**TASK DETAILS:** Pull out each line of the records below that includes the string "brown", and copy those lines unchanged.

------------------------------------------------

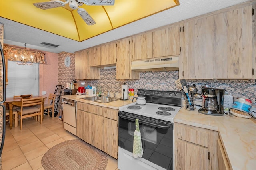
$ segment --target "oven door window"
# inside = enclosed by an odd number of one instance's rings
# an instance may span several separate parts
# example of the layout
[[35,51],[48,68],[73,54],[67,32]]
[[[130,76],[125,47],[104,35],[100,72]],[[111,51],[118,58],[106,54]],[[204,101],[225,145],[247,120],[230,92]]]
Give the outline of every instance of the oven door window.
[[[149,125],[146,123],[142,123],[144,118],[142,117],[138,117],[136,118],[139,119],[140,123],[143,149],[142,158],[164,168],[172,170],[173,156],[173,125],[165,122],[168,128],[162,128],[154,126],[152,123]],[[132,152],[133,137],[136,129],[135,121],[120,117],[119,119],[118,146]],[[140,120],[142,121],[140,121]],[[147,119],[146,121],[148,121],[149,120]],[[156,122],[155,119],[151,121],[151,123],[154,122]]]

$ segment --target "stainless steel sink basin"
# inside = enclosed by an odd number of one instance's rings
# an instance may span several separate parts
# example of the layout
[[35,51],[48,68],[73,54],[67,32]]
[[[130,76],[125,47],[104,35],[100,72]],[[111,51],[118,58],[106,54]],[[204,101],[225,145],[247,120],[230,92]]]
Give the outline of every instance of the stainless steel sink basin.
[[90,100],[91,101],[95,101],[96,100],[101,100],[101,97],[99,96],[92,96],[90,97],[85,97],[82,98],[84,100]]
[[84,100],[89,100],[90,101],[96,101],[97,102],[102,103],[106,103],[111,102],[112,101],[116,101],[117,100],[120,100],[119,98],[118,98],[116,97],[108,97],[106,99],[105,99],[104,101],[102,100],[102,97],[99,96],[92,96],[88,97],[85,97],[84,98],[82,98]]

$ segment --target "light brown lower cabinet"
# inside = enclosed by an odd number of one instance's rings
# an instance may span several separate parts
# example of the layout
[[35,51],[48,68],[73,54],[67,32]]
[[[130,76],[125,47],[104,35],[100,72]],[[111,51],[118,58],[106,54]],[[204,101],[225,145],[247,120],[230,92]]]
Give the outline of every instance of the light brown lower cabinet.
[[77,102],[76,136],[117,158],[118,110]]
[[217,170],[218,132],[174,123],[174,169]]
[[218,160],[219,170],[229,170],[230,169],[224,149],[220,139],[218,140]]

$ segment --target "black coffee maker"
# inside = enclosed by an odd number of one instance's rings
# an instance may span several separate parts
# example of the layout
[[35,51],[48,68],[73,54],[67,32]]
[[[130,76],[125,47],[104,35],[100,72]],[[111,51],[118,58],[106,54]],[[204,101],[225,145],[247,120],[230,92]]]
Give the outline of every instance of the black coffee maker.
[[202,87],[202,108],[198,110],[198,112],[213,116],[224,115],[223,99],[224,94],[224,89]]

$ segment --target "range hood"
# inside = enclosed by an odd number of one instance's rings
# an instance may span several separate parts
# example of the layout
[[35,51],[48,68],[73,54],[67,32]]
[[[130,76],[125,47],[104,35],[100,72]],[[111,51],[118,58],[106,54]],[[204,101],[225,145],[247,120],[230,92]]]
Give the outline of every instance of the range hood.
[[178,70],[179,57],[132,61],[131,67],[140,71]]

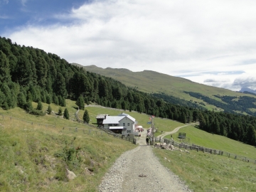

------------------------------------------------

**SOLUTION TO THIS EXERCISE:**
$ segment --target "light brown lower cabinet"
Give the outline of every instance of the light brown lower cabinet.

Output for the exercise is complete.